Task to complete -
Look through the data and write out every line with the word "woman" in it.

-- Opening Marker --

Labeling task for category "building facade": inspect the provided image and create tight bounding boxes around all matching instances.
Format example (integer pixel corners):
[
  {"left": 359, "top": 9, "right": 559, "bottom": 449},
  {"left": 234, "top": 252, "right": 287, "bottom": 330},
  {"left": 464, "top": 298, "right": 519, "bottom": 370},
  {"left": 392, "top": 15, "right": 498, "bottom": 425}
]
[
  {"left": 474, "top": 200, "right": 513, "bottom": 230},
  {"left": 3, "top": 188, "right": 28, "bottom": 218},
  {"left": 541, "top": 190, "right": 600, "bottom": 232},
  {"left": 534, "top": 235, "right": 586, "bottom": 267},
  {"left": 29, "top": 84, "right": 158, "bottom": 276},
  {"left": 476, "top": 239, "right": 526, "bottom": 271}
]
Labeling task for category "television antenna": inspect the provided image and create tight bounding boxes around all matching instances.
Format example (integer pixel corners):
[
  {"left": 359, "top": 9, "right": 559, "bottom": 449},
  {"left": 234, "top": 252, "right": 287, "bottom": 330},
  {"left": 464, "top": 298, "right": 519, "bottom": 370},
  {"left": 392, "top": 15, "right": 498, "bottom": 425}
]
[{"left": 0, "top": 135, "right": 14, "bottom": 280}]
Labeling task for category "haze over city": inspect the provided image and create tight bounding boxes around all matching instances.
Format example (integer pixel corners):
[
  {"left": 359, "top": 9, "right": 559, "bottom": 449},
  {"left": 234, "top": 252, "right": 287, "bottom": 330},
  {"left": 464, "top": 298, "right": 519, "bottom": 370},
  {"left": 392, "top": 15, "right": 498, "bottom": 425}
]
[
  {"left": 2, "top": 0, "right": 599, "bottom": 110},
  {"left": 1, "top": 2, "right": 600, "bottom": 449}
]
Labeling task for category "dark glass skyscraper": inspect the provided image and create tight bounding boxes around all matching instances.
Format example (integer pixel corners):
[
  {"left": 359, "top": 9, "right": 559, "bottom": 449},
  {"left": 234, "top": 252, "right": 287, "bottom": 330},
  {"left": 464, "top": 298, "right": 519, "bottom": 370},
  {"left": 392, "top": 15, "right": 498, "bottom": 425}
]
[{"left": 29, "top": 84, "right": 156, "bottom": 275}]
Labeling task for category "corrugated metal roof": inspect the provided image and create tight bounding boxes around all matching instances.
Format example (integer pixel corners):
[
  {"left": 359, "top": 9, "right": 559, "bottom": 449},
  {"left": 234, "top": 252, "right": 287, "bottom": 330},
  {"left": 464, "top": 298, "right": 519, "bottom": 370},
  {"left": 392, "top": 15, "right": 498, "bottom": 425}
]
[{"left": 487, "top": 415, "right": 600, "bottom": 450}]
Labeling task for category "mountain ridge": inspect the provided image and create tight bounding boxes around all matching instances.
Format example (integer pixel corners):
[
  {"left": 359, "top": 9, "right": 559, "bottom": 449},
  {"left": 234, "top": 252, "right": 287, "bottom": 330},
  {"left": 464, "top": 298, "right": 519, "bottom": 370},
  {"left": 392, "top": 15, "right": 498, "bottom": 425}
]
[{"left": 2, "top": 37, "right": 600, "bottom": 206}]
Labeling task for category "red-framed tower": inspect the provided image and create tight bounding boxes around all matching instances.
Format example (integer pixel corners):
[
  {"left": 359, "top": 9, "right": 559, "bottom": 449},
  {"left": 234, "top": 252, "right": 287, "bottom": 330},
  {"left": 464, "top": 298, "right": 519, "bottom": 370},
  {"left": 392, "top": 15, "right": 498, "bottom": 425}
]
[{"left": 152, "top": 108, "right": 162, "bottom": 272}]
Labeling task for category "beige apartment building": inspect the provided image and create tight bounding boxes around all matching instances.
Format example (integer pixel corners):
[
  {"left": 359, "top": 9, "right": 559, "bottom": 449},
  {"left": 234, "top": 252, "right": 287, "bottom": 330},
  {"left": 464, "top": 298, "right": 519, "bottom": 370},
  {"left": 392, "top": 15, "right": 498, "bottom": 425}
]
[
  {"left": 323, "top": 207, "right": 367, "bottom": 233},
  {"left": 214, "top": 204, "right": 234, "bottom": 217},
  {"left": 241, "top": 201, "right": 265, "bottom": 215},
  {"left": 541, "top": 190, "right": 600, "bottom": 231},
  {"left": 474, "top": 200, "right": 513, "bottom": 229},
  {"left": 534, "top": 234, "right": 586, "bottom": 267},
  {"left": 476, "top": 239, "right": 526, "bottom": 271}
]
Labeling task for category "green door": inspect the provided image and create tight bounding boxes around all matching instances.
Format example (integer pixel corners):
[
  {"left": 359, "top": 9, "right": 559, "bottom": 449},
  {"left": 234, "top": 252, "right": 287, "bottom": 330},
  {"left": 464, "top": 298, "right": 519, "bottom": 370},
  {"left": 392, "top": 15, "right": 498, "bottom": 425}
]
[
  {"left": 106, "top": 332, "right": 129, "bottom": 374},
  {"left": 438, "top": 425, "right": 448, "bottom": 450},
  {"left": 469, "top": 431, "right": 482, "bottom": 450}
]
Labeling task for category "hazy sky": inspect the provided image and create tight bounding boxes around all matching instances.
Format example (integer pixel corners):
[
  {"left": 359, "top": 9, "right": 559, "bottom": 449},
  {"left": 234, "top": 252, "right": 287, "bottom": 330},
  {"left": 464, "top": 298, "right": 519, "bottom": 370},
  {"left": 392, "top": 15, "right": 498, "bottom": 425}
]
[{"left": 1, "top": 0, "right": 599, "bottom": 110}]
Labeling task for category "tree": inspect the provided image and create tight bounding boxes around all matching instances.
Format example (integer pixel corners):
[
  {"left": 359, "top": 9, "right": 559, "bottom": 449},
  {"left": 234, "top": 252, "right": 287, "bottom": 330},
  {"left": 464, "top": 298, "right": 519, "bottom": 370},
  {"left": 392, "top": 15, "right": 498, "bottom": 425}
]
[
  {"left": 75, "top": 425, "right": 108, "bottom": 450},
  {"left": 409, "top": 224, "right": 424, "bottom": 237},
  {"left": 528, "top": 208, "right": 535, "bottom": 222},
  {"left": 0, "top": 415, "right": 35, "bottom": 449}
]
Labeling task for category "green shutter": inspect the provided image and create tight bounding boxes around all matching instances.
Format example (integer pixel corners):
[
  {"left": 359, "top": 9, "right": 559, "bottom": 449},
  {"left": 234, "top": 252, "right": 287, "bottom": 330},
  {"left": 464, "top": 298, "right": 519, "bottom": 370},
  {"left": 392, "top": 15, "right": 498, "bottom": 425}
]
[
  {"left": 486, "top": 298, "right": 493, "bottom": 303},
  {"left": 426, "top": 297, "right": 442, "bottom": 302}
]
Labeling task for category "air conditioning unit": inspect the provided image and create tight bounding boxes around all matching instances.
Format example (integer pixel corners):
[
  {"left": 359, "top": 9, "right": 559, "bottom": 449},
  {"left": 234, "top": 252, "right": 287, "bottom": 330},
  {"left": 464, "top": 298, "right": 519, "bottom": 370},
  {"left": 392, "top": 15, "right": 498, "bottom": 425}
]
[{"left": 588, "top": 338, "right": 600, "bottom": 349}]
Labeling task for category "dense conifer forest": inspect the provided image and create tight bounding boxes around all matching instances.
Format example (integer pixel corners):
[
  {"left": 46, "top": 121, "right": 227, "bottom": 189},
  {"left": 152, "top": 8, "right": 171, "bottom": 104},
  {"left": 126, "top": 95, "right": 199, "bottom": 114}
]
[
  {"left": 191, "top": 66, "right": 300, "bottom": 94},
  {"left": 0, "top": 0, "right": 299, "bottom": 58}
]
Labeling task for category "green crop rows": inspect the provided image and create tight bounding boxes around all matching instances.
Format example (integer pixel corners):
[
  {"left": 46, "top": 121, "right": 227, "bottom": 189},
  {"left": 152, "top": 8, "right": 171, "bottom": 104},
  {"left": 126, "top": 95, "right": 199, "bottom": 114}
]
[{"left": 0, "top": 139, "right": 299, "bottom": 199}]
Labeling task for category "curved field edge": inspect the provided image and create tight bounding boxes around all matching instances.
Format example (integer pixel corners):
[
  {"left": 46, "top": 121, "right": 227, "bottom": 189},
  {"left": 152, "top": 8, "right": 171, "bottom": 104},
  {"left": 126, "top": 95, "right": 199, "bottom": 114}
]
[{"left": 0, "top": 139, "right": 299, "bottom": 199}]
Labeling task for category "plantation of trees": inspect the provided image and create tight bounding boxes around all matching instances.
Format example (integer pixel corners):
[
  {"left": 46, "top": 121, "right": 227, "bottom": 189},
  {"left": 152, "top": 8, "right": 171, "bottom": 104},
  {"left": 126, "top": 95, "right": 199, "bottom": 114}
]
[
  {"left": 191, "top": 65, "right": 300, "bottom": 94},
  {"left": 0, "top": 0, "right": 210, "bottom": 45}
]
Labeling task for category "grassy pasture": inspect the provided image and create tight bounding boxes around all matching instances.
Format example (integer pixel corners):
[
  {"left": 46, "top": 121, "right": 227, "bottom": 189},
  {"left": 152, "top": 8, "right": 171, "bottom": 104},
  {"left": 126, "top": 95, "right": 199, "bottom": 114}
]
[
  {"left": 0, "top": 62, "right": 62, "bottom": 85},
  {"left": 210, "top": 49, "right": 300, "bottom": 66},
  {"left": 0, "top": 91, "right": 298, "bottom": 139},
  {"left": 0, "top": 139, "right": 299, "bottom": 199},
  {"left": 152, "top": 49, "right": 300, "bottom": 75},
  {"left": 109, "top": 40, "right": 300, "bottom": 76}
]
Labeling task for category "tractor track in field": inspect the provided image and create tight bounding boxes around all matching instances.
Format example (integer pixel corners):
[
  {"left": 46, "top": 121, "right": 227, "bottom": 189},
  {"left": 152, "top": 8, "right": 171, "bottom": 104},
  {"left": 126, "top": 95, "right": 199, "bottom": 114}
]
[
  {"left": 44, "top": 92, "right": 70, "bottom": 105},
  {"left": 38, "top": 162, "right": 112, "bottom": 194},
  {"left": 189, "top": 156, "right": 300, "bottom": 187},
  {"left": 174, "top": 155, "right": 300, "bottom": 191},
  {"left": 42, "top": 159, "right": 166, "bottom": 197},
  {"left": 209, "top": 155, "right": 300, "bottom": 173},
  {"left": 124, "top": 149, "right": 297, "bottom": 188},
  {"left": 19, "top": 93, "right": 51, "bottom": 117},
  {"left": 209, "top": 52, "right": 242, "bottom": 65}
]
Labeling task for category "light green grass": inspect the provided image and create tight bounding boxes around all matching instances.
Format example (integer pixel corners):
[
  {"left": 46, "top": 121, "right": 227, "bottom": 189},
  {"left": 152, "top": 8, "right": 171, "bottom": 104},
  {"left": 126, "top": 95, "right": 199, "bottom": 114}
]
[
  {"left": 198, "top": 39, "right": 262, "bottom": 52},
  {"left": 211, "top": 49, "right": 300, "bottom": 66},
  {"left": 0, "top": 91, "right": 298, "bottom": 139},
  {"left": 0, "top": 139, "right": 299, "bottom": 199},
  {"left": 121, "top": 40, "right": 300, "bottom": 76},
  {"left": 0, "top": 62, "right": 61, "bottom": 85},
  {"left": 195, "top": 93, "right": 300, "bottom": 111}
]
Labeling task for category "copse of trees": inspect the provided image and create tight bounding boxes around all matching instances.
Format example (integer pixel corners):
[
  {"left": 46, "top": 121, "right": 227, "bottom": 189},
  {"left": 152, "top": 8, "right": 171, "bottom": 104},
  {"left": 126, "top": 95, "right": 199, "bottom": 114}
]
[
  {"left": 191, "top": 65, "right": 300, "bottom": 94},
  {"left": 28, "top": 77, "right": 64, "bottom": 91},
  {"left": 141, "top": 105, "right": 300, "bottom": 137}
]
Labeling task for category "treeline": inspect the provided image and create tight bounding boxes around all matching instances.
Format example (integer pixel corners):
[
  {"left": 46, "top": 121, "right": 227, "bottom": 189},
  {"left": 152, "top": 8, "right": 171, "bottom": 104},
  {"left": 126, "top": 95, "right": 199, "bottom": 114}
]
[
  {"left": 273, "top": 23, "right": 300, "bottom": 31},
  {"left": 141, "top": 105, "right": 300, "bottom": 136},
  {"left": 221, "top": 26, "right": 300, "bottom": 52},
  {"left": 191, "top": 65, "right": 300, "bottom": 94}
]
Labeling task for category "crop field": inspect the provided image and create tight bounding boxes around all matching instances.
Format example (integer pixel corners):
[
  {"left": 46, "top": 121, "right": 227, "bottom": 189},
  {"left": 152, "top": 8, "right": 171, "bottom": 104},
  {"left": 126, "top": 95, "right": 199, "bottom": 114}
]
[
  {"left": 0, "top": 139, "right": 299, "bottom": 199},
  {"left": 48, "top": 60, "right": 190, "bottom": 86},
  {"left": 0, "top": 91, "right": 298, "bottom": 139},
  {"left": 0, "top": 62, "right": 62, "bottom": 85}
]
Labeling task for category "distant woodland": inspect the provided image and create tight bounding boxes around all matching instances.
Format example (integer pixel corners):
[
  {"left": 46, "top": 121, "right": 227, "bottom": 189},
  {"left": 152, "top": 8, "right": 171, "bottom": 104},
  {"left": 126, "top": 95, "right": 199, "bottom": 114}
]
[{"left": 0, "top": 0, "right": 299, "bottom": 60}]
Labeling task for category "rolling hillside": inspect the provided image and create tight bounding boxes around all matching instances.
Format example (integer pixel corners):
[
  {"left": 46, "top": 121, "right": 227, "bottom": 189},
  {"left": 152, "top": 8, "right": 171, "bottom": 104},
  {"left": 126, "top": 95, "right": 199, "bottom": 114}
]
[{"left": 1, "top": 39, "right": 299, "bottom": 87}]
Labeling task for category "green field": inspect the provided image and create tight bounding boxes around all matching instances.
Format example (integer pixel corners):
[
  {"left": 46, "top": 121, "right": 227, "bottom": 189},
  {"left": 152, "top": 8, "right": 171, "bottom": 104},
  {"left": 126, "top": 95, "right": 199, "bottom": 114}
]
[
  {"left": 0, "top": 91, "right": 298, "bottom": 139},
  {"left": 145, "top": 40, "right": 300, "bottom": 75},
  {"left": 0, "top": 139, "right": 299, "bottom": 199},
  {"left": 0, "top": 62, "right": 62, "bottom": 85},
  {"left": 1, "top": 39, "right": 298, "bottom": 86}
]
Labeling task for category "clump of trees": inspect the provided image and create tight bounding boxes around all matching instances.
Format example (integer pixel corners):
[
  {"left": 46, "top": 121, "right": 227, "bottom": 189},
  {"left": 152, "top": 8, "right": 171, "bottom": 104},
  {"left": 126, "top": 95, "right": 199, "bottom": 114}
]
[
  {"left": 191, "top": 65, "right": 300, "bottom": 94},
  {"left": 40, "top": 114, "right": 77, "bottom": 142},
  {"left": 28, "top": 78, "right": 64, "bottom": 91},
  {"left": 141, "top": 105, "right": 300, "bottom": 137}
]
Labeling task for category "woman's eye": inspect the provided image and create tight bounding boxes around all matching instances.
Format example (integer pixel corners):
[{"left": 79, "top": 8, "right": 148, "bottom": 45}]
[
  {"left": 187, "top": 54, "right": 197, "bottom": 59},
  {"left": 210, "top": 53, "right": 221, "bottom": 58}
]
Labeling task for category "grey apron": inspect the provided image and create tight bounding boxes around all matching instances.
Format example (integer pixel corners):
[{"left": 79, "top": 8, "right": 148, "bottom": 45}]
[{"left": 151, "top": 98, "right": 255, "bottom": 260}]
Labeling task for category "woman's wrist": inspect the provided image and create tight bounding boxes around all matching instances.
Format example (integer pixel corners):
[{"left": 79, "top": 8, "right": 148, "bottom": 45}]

-- Closing Marker --

Task response -
Labeling task for category "woman's eye": inspect the provided image and create tight bounding boxes around all matching instances.
Labeling task for category "woman's wrist": inspect the provided image and create tight bounding boxes around all matching instances.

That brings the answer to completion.